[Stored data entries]
/---
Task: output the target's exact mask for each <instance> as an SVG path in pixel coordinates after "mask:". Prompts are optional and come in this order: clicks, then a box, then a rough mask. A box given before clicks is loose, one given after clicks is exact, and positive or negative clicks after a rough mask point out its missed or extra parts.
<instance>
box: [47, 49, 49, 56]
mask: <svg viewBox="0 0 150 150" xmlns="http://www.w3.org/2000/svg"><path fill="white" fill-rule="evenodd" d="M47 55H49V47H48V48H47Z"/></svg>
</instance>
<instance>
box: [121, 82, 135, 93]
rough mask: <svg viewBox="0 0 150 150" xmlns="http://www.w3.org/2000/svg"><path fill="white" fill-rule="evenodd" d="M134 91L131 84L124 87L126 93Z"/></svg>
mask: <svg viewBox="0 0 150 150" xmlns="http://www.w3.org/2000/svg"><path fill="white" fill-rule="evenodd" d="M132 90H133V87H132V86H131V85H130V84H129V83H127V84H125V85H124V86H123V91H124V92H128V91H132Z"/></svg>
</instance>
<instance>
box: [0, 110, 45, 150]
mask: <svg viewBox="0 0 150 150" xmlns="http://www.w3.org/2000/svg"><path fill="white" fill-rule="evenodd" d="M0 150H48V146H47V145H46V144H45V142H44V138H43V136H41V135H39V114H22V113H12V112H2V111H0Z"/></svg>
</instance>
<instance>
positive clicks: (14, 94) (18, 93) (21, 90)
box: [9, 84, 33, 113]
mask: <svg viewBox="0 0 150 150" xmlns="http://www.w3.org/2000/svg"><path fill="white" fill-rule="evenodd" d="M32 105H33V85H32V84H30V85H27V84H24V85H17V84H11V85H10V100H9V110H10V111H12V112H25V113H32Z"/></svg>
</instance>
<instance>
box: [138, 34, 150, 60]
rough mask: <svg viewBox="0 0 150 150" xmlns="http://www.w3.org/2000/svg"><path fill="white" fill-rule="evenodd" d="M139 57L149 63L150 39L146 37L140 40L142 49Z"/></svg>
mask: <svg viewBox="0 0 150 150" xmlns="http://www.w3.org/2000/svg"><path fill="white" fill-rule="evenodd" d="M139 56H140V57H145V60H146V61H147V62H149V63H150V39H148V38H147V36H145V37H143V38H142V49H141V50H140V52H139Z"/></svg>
\---
__TASK OBJECTIVE__
List, from the entries above, every line in which the word "clicks" shows up.

__WORKED SOLUTION__
Task: output the target's exact mask for each <instance> as an SVG path in pixel coordinates after "mask:". Prompts are optional and come in this order: clicks, then a box, then a rough mask. A box given before clicks is loose, one given after clicks is exact, and positive or negative clicks after a rough mask point out its missed or extra parts.
positive clicks: (14, 94) (18, 93) (21, 90)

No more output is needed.